↓↓↓
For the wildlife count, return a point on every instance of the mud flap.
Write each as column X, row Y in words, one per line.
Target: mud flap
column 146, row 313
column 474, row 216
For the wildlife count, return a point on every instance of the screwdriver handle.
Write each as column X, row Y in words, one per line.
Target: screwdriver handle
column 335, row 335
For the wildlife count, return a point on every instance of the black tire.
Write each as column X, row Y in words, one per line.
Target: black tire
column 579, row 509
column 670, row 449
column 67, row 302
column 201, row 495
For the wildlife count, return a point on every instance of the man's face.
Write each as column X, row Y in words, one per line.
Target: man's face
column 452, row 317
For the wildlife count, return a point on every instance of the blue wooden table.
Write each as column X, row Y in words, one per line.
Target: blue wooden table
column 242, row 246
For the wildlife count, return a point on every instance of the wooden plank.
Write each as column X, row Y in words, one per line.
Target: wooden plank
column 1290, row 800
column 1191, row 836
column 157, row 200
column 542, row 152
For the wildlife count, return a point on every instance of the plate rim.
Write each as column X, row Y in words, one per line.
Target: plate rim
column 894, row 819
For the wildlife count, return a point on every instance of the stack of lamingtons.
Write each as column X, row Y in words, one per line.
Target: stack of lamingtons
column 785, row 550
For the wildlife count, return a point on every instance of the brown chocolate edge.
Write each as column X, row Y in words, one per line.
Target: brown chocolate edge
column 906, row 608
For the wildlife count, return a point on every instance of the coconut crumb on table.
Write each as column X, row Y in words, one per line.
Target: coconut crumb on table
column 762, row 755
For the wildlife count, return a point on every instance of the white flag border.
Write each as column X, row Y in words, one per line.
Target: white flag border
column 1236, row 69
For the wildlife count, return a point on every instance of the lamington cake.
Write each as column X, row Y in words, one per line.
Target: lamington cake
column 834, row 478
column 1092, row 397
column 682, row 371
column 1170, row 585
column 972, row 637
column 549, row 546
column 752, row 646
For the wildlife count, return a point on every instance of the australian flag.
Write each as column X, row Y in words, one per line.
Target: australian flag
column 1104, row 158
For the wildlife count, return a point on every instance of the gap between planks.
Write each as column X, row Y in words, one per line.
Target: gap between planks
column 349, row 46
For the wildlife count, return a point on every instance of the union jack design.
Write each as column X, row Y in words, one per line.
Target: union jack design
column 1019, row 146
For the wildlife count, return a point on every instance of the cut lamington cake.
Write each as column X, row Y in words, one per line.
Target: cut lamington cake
↑↑↑
## Task description
Can you write out all the records above again, putting "stock check" wherever "wildlife count" appears and keeping everything else the same?

## Written solution
For the stock check, return a point on every instance of the mud flap.
Write each as column X, row Y in words, one per line.
Target: mud flap
column 146, row 313
column 474, row 216
For the stock check, return a point on every instance of the screwdriver handle.
Write each as column X, row Y in words, one per line.
Target: screwdriver handle
column 335, row 335
For the stock check, return a point on every instance of the black tire.
Write each as column X, row Y in words, one per line.
Target: black tire
column 579, row 509
column 670, row 449
column 67, row 302
column 201, row 495
For the stock check, return a point on every instance of the man's face.
Write each as column X, row Y in words, one per line.
Target: man's face
column 452, row 317
For the stock check, return a point on every instance of the blue wooden table.
Write each as column X, row Y in words, one per line.
Target: blue wooden table
column 242, row 246
For the stock check, return a point on every instance of the wooden plank.
Write each as column X, row Y in words, one per line.
Target: wooden plank
column 1290, row 800
column 1191, row 836
column 157, row 200
column 542, row 152
For the stock check, return a point on every instance of the plate rim.
Write each as column X, row Y in words, one per line.
Target: plate rim
column 894, row 819
For the stock check, return a point on every instance of the stack of lamingtons.
Write each as column X, row Y in words, one per line.
Target: stack of lamingtons
column 785, row 550
For the stock check, return a point on every instance of the brown chocolate edge.
Write each as column X, row Y in words, one per line.
Target: brown chocolate edge
column 906, row 608
For the stock check, return a point on every instance of the coconut crumb on table.
Write each as column X, row Y in words, one per line.
Target: coconut crumb on table
column 762, row 755
For the stock check, return a point on every instance of the white flag border.
Write each as column X, row Y in words, one per line.
Target: white flag border
column 1236, row 69
For the stock check, return a point on every instance of the lamington cake.
Write each as column X, row Y in words, one per line.
Target: lamington cake
column 834, row 478
column 1092, row 397
column 682, row 371
column 1170, row 585
column 972, row 637
column 549, row 546
column 752, row 646
For the stock check, return a point on every instance of the australian flag.
Write each as column X, row Y in words, one per line.
Target: australian flag
column 1104, row 158
For the stock check, return a point on every instance of the gap between planks.
Write each as column X, row Y in words, one per line.
Target: gap between planks
column 349, row 46
For the stock check, return a point on every instance of the union jack design.
Write each as column X, row Y in words, one per line.
Target: union jack design
column 1019, row 146
For the stock check, return a point on every instance of the cut lamington cake.
Write each as column X, row Y in words, one per line.
Target: cut lamington cake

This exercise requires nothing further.